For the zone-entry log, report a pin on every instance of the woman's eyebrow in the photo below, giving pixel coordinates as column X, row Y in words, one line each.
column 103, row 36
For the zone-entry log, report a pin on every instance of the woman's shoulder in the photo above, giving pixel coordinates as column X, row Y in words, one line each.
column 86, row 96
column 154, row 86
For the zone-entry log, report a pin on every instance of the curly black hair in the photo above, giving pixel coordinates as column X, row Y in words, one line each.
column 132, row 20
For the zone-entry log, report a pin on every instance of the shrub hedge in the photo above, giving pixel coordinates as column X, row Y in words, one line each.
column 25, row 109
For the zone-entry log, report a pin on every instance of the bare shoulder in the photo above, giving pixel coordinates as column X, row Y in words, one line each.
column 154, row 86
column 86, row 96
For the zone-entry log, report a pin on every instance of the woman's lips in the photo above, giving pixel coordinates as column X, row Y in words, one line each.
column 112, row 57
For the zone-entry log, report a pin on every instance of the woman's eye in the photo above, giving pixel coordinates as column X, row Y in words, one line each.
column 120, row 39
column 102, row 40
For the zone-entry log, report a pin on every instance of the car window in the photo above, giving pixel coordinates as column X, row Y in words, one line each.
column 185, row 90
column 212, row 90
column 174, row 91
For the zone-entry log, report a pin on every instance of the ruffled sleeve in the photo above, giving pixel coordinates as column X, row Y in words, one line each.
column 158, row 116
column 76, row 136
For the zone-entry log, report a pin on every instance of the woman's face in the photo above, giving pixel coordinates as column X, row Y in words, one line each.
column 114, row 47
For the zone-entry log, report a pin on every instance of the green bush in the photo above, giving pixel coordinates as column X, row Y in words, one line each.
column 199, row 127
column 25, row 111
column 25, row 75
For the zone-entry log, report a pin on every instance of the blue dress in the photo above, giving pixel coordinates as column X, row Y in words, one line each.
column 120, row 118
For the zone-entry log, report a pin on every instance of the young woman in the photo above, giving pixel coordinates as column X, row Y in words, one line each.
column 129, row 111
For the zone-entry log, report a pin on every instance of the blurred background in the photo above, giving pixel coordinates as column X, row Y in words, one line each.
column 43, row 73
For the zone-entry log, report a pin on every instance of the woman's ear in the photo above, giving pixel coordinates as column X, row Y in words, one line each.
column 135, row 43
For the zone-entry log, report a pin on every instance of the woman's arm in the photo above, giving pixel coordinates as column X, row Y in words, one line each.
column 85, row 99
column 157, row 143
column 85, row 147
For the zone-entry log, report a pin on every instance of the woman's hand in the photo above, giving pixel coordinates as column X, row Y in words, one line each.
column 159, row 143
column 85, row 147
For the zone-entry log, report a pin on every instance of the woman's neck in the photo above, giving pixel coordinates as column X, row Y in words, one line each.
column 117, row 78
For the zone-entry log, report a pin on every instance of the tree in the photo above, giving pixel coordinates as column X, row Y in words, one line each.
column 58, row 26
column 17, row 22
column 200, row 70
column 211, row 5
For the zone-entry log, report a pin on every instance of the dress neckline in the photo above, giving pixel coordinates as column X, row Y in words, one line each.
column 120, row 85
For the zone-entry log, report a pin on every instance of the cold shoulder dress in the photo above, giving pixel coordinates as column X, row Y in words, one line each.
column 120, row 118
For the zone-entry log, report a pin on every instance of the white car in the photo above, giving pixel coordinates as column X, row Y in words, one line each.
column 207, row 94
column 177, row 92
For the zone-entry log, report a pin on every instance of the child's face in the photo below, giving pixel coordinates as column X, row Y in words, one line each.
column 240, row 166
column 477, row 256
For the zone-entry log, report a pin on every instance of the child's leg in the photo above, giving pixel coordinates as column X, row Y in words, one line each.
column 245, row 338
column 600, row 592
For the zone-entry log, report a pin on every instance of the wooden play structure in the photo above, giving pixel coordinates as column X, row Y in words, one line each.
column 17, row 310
::::::::
DO THIS: Output the lines of the records exactly as they appear, starting at the line that contains "the woman's face" and ending at the line that contains "column 114, row 47".

EXPECTED ANSWER:
For the zone-entry log, report a pin on every instance of the woman's face in the photo above, giving pixel coordinates as column X, row Y in words, one line each.
column 114, row 47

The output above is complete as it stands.